- BRANO DA LEGGERE -
==============================
Ora, però, che l’equilibrio d’un vino lo si ricerchi non già - non solo - in cantina, ma soprattutto dal riequilibrio in primis della vigna e della terra che le è custode e forse madre, mi par cosa meritoria. Ed efficace. Dunque, ben vengano le teorizzazione e gli empirismi dei biodinamici e dei vigneron che s’autodefiniscono naturali e autentici. A condizione - ovvio - che autentici siano l’entusiasmo e l’impegno, e non ci si fermi al mettere il bio sull’etichetta, per far marketing a buon mercato, ché non è più tempo di bolla speculativa, e val la pena ricordarsi degli anni neppur tanto remoti del boom internettiano, quando bastava mettere una e davanti al nome di un’azienda - e farla diventare appunto un’e-qualcosa - perché il titolo schizzasse in borsa, salvo poi ritrovarsi con un pugno di mosche di lì a poco. Ecco: non si faccia l’errore, ché non funziona (più).
==============================
- ATTIVITÀ PROPOSTE -
[a] Cita dal brano sul vino il passo che va da "Ora, però, che" fino a "non funziona (più)." compreso.
[b] Elenca tutti gli incisi che nel brano sul vino sono racchiusi tra due trattini.
[c] Scrivi il seguito del brano sul vino, proseguendo dopo l’ultima frase riportata.
Il materiale riportato più avanti non è necessario per lo svolgimento.

- DATI RACCOLTI -
==============================
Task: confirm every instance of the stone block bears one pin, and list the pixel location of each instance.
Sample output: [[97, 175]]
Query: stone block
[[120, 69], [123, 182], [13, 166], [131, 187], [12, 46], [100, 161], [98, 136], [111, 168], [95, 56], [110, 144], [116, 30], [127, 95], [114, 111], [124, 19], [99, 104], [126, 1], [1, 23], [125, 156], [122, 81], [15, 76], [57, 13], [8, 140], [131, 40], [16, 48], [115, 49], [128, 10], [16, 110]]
==============================
- SOLUZIONI -
[a]
Ora, però, che l’equilibrio d’un vino lo si ricerchi non già - non solo - in cantina, ma soprattutto dal riequilibrio in primis della vigna e della terra che le è custode e forse madre, mi par cosa meritoria. Ed efficace. Dunque, ben vengano le teorizzazione e gli empirismi dei biodinamici e dei vigneron che s’autodefiniscono naturali e autentici. A condizione - ovvio - che autentici siano l’entusiasmo e l’impegno, e non ci si fermi al mettere il bio sull’etichetta, per far marketing a buon mercato, ché non è più tempo di bolla speculativa, e val la pena ricordarsi degli anni neppur tanto remoti del boom internettiano, quando bastava mettere una e davanti al nome di un’azienda - e farla diventare appunto un’e-qualcosa - perché il titolo schizzasse in borsa, salvo poi ritrovarsi con un pugno di mosche di lì a poco. Ecco: non si faccia l’errore, ché non funziona (più).

[b]
- non solo
- ovvio
- e farla diventare appunto un’e-qualcosa

[c]
Premesso tutto questo, d’entusiasmo n’ho trovato parecchio fra i seguaci e i colleghi e i maestri d’Angiolino. E magari in qualcheduno di loro anche un pochetto di radicalismo, se non settarismo, ma son peccati di gioventù. Purtuttavia mi par d’aver capito che la fase d’infatuazione sta tramontando per lasciar posto a un positivo e sano realismo, che induce a ben sperare. E più di tutti m’è piaciuto, in questo, Christian Marcel, che pratica la cristallizzazione sensibile, e ha tenuta una relazione che dir fascinosa è poco. E il protagonista, questo Marcel, m’è parso persona rigorosa e trasparente e per nulla orientato a far commercio. Tant’è che ha ribadito che si tratta - il suo - d’uno strumento di ricerca, e non ancora d’una scienza esatta. Che evidenzia o può evidenziare, però, cose che sfuggono alle analisi convenzionali.
La sottolineatura è questa: l’approccio scientifico porta all’analisi fisico-chimica, che molto spiega, ma non tutto. L’inspiegato può interpretarsi in forma antroposofica, e la cristalizzazione sensibile è in quest’area. Ch’è magari soggettiva. Ma offre un plus che sarebbe assurdo passar sotto silenzio solo perché la scienza ufficiale non se n’è ancora occupata a fondo e dunque neancora ha emesso - o voluto emettere - il proprio parere. E insomma: non tutto è spiegato e spiegabile con la scienza ufficiale, e neppure con l’antroposofia, vivaddìo, e dunque ancora molta è la strada da percorrere, ma comunque il metodo è ormai da lungo sperimentato, e dunque affianca ed integra - per chi vuole - l’analisi scientifica.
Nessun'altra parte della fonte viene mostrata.